_Gespeicherte Einträge_

════

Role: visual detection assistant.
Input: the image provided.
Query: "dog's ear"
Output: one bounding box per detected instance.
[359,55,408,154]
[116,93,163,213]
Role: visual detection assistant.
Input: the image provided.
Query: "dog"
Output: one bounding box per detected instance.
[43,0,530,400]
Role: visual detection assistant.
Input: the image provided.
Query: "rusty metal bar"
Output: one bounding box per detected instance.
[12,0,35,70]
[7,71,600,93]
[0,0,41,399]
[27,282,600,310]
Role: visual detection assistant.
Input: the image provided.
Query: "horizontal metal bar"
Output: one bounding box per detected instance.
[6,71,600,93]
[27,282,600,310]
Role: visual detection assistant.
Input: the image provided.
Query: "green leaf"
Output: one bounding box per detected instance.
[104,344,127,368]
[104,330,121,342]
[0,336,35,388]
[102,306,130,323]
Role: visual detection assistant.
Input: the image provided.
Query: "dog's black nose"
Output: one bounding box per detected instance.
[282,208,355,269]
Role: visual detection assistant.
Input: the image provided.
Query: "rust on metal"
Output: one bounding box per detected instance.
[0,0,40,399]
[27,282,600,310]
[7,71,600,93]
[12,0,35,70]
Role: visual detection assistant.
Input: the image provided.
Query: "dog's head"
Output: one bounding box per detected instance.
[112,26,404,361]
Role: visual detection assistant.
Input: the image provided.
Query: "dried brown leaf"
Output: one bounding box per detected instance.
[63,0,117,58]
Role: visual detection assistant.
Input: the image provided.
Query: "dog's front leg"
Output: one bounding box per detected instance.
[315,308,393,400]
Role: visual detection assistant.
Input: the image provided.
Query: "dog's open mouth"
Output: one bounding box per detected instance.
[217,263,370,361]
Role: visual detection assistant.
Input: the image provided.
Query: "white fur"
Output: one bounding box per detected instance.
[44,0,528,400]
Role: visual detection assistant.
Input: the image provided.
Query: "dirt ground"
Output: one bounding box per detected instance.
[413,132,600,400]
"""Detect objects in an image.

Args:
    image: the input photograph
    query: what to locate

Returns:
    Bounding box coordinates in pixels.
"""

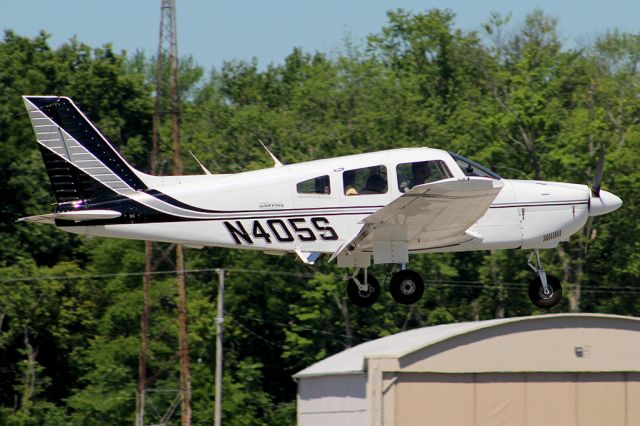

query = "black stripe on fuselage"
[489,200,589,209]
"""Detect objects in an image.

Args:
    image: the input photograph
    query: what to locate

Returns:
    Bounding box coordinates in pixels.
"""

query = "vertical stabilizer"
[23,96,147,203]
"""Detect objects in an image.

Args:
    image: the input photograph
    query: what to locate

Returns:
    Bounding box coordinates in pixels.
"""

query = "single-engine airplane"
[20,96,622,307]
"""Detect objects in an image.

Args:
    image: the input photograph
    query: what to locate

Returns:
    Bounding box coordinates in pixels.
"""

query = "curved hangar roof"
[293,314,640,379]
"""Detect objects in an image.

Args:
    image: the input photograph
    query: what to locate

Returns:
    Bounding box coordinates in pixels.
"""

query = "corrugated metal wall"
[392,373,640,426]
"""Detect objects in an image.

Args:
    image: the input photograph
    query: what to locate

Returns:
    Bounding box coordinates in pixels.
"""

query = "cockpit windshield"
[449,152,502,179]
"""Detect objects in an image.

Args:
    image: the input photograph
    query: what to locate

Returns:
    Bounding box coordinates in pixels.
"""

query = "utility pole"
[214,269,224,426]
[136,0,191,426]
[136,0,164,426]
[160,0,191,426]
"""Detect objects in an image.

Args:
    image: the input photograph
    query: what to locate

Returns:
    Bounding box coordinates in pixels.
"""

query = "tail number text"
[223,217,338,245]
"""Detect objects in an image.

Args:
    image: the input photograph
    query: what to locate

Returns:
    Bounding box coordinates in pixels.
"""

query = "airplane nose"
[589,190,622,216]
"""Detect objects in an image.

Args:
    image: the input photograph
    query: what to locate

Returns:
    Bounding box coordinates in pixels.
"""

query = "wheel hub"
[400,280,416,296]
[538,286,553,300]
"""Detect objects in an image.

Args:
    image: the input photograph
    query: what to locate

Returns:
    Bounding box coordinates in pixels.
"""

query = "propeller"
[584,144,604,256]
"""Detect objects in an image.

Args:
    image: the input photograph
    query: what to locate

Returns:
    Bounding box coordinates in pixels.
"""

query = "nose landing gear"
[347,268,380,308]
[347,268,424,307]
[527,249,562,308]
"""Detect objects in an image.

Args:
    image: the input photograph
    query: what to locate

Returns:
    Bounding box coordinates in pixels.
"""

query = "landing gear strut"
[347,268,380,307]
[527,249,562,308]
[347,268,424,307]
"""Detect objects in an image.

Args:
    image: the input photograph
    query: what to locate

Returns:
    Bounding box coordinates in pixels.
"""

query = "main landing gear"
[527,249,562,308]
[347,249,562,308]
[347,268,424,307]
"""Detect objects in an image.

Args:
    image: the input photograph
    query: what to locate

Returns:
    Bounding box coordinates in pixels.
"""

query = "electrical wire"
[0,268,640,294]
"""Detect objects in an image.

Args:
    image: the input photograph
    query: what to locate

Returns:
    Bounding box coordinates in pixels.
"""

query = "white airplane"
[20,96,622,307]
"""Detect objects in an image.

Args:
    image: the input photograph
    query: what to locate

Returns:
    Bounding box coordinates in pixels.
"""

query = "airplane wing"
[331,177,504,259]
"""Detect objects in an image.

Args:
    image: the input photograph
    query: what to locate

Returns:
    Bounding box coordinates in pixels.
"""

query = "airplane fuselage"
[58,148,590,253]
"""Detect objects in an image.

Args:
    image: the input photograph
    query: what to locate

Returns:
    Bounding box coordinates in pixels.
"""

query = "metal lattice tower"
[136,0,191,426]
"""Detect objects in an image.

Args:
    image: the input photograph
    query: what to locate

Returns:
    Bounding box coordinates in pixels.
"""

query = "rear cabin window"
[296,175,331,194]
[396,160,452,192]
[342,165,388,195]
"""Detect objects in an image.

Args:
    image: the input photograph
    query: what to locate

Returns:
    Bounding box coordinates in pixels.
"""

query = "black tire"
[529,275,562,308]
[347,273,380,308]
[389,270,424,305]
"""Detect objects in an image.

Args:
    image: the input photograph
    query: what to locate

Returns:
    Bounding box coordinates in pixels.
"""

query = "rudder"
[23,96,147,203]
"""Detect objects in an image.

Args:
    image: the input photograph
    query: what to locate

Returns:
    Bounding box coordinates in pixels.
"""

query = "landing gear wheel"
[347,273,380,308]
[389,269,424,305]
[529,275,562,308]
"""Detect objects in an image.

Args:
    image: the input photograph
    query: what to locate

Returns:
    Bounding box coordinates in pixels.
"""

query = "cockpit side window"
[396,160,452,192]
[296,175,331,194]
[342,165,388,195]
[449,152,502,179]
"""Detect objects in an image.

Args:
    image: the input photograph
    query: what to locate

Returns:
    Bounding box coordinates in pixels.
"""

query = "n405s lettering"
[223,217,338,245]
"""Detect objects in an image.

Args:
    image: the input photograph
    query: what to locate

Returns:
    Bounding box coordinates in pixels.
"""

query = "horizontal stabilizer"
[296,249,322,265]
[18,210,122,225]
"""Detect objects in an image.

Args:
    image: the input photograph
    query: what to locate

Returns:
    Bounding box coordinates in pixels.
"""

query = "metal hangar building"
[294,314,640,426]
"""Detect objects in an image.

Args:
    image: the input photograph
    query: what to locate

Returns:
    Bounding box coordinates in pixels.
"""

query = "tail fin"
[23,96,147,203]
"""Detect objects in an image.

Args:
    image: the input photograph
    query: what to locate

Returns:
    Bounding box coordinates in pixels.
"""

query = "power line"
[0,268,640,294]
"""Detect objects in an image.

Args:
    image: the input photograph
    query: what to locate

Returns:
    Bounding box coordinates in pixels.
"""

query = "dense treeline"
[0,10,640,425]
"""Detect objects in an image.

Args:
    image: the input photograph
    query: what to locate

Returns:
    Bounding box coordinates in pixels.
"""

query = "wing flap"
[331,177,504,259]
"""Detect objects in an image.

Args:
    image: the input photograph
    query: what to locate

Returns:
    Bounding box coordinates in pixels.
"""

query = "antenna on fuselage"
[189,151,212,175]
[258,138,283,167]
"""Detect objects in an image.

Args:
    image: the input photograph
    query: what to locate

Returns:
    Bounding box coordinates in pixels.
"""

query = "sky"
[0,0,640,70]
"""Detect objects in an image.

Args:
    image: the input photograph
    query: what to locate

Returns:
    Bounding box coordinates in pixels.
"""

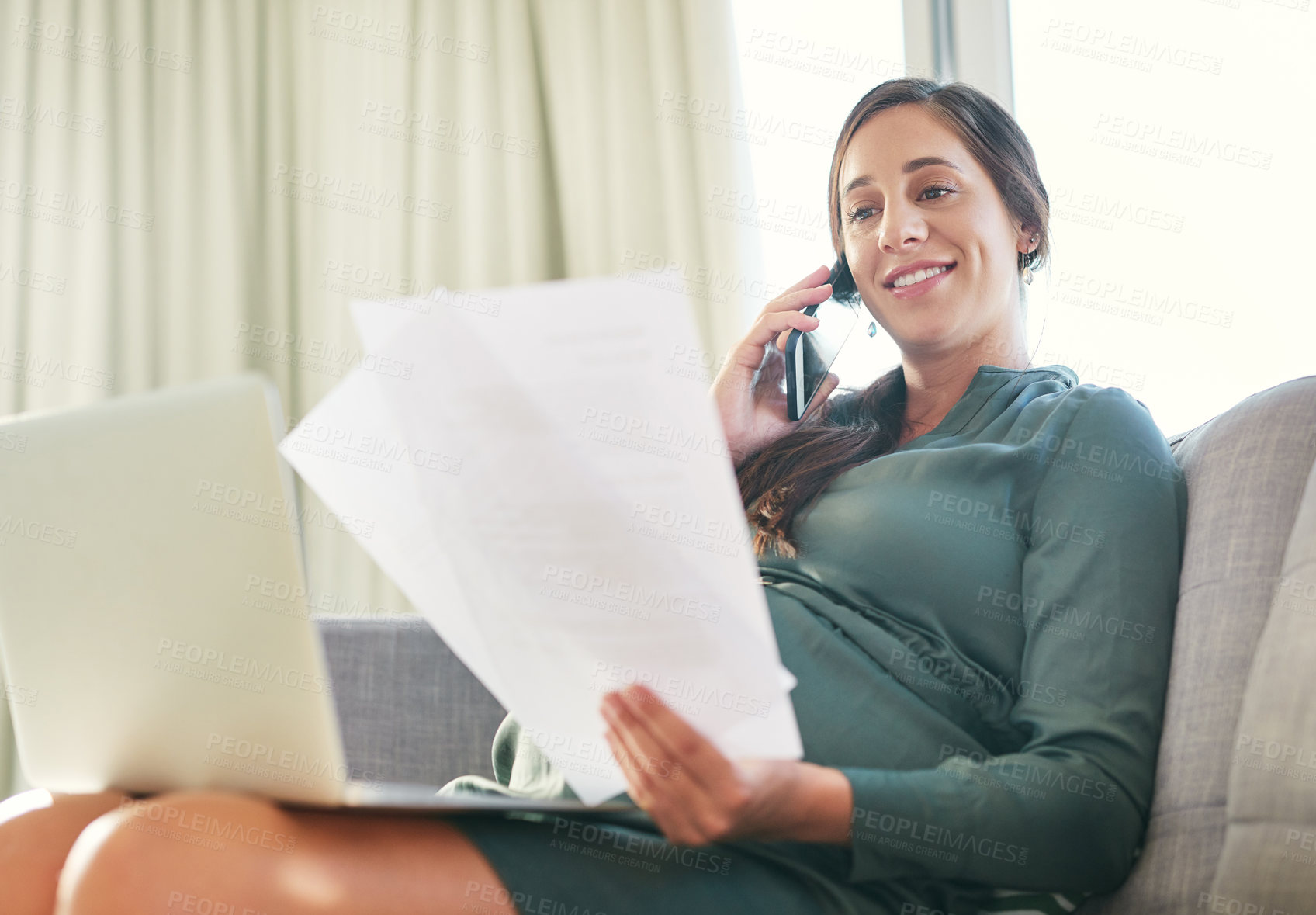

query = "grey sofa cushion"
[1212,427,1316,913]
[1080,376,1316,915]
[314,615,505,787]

════

Übertrage die Einträge vom Anfang bis einschließlich der Zeile mit „[282,208,355,269]“ in eine nummerierte Liste. Lass dabei alle Leerzeilen weg.

1. Role: visual detection assistant.
2. Input: the image provided.
3. Query: "dog's ear"
4. Output: one bounding box per detected instance.
5. [359,55,408,154]
6. [116,93,163,213]
7. Role: visual detection assistant.
8. Input: the image provided.
9. Query: "dog"
10. Output: one bounding box per detected instance.
11. [43,0,530,400]
12. Role: visual detection assistant.
13. Input: the image provided.
14. Query: "rusty metal bar"
15. Output: one bounding box per detected instance.
16. [12,0,35,70]
17. [7,71,600,93]
18. [0,0,41,399]
19. [27,282,600,310]
20. Role: visual detection assistant.
21. Input: the image provided.
22. Query: "horizontal metal bar"
23. Output: one bounding box per detected instance.
24. [6,71,600,93]
25. [27,282,600,310]
26. Role: visual detection assistant.
27. Input: the image provided.
28. Query: "green leaf"
29. Output: one bounding box per detected instance.
30. [104,344,127,368]
31. [104,330,121,342]
32. [0,336,35,388]
33. [102,306,130,323]
34. Role: visual detection assistant.
35. Input: the image provided.
36. Query: "dog's black nose"
37. Output: one bounding box per detected instance.
38. [282,208,355,269]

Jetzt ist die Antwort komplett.